What the task asks
Copy out the lines starting with the line with "indicate the rooftop, a" and going on through the line with "column 272, row 150", putting "roof" in place of "rooftop" and keeping everything else the same.

Input records

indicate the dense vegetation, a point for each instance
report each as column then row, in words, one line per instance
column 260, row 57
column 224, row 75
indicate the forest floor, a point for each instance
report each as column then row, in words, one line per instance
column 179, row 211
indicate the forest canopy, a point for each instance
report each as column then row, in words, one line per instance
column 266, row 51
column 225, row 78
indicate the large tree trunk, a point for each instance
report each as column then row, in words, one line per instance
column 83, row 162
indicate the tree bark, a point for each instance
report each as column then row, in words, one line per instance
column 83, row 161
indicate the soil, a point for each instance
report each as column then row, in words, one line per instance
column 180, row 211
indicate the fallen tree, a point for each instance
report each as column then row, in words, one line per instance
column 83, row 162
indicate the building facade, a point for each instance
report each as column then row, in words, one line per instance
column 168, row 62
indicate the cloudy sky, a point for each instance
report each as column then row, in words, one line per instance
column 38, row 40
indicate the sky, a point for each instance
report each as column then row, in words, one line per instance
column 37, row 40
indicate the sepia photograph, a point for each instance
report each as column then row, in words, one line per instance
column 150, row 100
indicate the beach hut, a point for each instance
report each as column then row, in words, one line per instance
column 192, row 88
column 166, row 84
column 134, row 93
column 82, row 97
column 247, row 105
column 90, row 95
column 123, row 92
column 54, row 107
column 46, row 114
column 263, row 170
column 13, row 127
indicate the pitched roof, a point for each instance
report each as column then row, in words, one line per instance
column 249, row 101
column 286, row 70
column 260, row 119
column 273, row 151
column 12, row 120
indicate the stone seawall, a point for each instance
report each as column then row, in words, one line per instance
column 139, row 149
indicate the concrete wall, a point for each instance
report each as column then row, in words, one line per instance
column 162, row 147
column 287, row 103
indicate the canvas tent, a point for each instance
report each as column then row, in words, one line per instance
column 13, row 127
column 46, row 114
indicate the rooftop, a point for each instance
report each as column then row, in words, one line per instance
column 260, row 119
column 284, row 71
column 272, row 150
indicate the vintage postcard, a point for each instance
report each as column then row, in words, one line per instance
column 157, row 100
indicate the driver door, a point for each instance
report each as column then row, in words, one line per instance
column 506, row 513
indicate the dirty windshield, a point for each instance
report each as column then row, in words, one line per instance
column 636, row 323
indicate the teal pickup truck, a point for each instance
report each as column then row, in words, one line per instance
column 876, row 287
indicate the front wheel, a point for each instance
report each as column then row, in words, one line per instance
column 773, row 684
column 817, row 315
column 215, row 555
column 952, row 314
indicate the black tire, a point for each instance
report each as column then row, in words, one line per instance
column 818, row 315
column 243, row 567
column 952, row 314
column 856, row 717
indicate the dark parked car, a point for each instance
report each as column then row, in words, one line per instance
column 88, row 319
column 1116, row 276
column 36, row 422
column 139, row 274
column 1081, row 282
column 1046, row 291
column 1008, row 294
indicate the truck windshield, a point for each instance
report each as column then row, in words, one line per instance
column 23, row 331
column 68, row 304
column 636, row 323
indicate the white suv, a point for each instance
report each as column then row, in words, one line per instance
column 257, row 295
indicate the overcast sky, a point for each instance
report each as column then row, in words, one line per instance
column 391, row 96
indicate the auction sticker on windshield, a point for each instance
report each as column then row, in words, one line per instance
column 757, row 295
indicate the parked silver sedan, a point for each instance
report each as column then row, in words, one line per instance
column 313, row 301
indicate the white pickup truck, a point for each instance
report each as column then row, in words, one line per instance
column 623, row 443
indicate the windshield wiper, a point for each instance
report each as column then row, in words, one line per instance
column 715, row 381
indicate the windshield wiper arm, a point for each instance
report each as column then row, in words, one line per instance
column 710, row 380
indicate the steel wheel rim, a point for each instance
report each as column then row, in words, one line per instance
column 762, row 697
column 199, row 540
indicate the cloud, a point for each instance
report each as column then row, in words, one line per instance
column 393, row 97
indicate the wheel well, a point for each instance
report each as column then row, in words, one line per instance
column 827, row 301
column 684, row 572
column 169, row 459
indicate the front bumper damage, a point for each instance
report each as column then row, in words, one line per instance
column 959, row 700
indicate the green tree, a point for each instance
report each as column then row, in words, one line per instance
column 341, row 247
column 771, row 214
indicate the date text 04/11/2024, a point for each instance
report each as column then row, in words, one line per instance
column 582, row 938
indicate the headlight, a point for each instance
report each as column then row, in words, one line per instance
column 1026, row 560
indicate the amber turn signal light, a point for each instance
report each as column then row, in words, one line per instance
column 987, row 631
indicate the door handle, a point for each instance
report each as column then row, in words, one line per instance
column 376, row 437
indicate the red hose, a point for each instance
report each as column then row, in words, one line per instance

Result
indicate the roof, a point for each instance
report each as column then row, in words, one line per instance
column 260, row 119
column 284, row 71
column 272, row 150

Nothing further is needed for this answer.